The process that led to the algorithm recognizes several important steps. In 1931, Andrei Kolmogorov introduced the differential equations corresponding to the time-evolution of stochastic processes that proceed by jumps, today known as Kolmogorov equations (Markov jump process) (a simplified version is known as master equation in the natural sciences). It was William Feller, in 1940, who found the conditions under which the Kolmogorov equations admitted (proper) probabilities as solutions. In his Theorem I (1940 work) he establishes that the time-to-the-next-jump was exponentially distributed and the probability of the next event is proportional to the rate. As such, he established the relation of Kolmogorov's equations with stochastic processes.

Later, Doob (1942, 1945) extended Feller's solutions beyond the case of pure-jump processes. The method was implemented in computers by David George Kendall (1950) using the Manchester Mark 1 computer and later used by Maurice S. Bartlett (1953) in his studies of epidemics outbreaks. Gillespie (1977) obtains the algorithm in a different manner by making use of a physical argument.

Idea

= Mathematics =

In a reaction chamber, there are a finite number of molecules. At each infinitesimal slice of time, a single reaction might take place. The rate is determined by the number of molecules in each chemical species.

Naively, we can simulate the trajectory of the reaction chamber by discretizing time, then simulate each time-step. However, there might be long stretches of time where no reaction occurs. The Gillespie algorithm samples a random waiting time until some reaction occurs, then take another random sample to decide which reaction has occurred.

The key assumptions are that

each reaction is Markovian in time
there are no correlations between reactions

Given the two assumptions, the random waiting time for some reaction is exponentially distributed, with exponential rate being the sum of the individual reaction's rates.

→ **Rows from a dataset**
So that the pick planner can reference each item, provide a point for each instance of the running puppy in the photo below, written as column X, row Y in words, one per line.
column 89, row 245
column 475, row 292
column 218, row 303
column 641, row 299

→ **COMPLETE THE FOLLOWING**
A: In the passage on the Gillespie algorithm, which computer did David George Kendall use to implement the method in 1950?
B: Extend the passage on the Gillespie algorithm, picking up right after its last sentence.

→ **ANSWERS PROVIDED**
A: The Manchester Mark 1 computer.

B:
= Validity in biochemical simulations =

Traditional continuous and deterministic biochemical rate equations do not accurately predict cellular reactions since they rely on bulk reactions that require the interactions of millions of molecules. They are typically modeled as a set of coupled ordinary differential equations. In contrast, the Gillespie algorithm allows a discrete and stochastic simulation of a system with few reactants because every reaction is explicitly simulated. A trajectory corresponding to a single Gillespie simulation represents an exact sample from the probability mass function that is the solution of the master equation.

The physical basis of the algorithm is the collision of molecules within a reaction vessel. It is assumed that collisions are frequent, but collisions with the proper orientation and energy are infrequent. It is assumed that the reaction environment is well mixed.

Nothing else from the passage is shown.